INSTRUCTION> Copy out every line in the listing below that contains the word "white".

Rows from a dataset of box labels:

_____

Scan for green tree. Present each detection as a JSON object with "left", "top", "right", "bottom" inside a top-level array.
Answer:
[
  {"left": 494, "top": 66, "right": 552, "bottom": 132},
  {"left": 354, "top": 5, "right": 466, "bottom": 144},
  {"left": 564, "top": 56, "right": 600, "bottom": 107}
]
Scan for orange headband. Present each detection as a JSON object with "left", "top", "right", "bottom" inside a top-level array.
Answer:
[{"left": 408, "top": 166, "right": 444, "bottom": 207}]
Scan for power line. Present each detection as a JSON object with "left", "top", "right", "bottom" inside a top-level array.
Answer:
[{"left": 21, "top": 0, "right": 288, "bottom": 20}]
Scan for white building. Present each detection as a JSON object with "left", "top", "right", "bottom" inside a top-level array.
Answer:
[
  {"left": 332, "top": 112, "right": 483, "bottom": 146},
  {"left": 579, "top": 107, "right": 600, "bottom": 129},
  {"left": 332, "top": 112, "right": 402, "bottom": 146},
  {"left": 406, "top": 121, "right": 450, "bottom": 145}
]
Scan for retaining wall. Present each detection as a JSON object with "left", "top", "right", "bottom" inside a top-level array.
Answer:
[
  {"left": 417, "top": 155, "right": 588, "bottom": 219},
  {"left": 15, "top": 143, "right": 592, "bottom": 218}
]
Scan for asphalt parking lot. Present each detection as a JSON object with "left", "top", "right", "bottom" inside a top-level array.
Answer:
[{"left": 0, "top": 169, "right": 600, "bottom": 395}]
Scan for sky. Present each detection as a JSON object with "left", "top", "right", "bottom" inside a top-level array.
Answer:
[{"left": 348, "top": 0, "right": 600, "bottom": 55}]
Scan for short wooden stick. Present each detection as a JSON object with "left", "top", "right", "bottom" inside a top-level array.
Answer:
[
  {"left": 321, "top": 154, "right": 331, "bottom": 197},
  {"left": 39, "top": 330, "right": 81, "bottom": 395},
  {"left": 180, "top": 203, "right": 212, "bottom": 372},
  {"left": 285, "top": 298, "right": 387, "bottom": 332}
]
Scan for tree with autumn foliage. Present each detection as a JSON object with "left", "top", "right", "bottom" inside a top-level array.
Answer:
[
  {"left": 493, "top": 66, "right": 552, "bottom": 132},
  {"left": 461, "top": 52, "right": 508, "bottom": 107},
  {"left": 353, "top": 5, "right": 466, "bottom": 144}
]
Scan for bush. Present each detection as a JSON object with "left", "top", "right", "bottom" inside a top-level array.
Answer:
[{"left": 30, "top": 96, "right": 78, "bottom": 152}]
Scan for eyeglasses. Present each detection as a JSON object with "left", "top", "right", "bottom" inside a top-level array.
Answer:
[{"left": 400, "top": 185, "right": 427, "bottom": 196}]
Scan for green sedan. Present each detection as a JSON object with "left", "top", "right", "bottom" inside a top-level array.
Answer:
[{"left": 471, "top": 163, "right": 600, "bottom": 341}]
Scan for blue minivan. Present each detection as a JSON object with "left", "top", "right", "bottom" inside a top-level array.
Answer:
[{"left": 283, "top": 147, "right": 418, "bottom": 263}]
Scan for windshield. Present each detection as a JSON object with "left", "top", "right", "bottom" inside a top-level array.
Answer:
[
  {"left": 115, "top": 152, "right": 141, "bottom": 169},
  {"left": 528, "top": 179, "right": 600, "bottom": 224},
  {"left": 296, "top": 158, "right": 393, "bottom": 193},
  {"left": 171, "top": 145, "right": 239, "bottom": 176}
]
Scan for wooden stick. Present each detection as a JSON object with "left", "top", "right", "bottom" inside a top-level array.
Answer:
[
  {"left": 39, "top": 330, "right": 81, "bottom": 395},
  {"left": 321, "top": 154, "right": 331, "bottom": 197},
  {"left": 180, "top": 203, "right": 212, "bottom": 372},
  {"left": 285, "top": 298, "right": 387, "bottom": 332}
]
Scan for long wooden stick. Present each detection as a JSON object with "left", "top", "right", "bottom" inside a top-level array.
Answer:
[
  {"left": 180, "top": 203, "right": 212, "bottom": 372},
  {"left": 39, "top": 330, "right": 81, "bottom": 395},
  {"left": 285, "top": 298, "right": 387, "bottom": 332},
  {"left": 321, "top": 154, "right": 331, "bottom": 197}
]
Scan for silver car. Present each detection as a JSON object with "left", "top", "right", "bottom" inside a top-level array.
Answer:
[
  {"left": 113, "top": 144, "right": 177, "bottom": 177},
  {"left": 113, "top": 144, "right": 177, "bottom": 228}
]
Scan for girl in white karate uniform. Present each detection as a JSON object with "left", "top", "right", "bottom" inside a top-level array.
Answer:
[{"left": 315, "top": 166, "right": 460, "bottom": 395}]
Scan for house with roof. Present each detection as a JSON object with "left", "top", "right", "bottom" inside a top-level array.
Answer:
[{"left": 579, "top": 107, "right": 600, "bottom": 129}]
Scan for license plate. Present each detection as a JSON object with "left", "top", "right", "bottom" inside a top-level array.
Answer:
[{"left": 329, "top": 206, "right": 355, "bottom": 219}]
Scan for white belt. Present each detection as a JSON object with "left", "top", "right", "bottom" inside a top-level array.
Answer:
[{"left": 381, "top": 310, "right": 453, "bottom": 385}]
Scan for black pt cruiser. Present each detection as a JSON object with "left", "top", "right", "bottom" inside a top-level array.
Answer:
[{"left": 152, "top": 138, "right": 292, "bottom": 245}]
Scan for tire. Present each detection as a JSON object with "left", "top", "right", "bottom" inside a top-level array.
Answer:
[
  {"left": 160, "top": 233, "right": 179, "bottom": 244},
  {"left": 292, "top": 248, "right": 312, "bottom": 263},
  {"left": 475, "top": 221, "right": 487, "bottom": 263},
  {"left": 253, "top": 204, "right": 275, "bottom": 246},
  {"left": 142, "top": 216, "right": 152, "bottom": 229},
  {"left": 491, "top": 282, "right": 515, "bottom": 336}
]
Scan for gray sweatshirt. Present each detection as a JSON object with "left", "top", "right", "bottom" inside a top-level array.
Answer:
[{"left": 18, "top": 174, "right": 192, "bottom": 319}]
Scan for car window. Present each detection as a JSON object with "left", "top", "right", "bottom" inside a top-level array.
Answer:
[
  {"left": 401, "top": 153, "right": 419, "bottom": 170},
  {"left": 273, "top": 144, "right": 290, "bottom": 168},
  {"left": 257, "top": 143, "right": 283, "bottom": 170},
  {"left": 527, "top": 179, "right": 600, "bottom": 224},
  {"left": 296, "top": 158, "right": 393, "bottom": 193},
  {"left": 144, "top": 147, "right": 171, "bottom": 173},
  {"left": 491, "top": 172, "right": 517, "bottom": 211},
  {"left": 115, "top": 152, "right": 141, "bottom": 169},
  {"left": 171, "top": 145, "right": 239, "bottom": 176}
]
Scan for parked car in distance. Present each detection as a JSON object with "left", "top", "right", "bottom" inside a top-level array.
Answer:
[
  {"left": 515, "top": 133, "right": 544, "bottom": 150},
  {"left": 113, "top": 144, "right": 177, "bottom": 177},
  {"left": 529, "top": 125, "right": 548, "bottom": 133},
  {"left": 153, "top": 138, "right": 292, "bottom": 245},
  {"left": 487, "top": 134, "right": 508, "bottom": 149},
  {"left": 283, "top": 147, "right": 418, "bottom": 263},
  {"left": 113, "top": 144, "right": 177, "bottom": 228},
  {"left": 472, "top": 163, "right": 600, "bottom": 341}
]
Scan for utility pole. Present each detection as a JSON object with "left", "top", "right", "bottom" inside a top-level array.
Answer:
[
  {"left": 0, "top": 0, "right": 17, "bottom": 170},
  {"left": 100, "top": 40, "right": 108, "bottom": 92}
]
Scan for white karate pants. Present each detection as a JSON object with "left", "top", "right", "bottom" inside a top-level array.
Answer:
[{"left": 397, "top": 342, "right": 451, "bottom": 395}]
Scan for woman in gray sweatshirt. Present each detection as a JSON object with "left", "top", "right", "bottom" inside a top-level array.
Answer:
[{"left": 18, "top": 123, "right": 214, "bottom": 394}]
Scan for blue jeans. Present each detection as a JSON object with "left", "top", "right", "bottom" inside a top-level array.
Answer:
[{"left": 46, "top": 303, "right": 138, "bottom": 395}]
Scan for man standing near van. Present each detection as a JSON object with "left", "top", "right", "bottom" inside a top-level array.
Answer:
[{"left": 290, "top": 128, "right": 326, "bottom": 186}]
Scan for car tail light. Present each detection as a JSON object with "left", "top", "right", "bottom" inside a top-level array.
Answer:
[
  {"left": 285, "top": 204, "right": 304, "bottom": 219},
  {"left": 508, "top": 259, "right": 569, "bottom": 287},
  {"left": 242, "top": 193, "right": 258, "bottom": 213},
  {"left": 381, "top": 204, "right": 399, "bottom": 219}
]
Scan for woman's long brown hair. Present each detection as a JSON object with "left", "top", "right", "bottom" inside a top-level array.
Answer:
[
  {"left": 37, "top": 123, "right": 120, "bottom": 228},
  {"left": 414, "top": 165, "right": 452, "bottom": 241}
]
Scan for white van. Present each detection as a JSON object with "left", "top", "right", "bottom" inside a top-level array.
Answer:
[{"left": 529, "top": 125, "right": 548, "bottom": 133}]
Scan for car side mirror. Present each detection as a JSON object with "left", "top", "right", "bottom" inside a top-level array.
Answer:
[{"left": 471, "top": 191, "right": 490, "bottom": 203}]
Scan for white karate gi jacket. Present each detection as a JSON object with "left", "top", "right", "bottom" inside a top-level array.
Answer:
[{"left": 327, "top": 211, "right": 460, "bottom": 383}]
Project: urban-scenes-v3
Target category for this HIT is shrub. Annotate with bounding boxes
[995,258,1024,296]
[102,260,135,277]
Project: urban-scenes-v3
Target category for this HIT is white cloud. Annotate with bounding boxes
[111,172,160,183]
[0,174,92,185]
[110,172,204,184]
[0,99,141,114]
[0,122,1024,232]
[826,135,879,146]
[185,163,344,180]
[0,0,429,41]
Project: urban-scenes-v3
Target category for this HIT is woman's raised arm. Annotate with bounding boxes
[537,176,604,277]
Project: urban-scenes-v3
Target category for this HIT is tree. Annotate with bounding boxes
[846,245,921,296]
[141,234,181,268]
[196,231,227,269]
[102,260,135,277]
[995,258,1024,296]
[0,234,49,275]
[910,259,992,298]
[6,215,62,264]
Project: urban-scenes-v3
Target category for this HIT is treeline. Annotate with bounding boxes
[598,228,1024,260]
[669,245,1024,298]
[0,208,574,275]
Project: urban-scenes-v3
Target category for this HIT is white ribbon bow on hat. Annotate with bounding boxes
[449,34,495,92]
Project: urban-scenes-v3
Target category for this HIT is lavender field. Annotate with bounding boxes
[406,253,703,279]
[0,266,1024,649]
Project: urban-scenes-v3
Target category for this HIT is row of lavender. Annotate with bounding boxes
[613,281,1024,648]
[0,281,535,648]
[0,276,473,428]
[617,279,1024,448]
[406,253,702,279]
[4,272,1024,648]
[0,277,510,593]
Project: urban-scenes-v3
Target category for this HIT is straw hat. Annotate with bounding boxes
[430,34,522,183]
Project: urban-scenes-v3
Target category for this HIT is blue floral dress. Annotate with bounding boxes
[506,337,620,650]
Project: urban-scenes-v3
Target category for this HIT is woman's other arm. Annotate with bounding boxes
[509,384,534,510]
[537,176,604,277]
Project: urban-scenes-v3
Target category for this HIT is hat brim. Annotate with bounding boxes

_____

EXERCISE OUTPUT>
Scan for white building. Present each detection as a JSON object with "left", "top", "right", "bottom" inside a top-level array.
Scan for girl in white karate uniform. Present each detection as a JSON object with "left", "top", "right", "bottom" inside a top-level array.
Scan for white belt. Present each detection as a JSON object with "left", "top", "right", "bottom" inside a top-level array.
Scan for white karate pants. Present each detection as a JSON object with "left", "top", "right", "bottom" inside a top-level array.
Scan for white van. Present each detection as a JSON object with "left", "top", "right", "bottom" inside a top-level array.
Scan for white karate gi jacket. Present each detection as a JSON object with "left", "top", "right", "bottom" inside a top-level array.
Target category for this HIT is white cloud. Annotate with bounding boxes
Target category for this HIT is white ribbon bow on hat. Annotate with bounding boxes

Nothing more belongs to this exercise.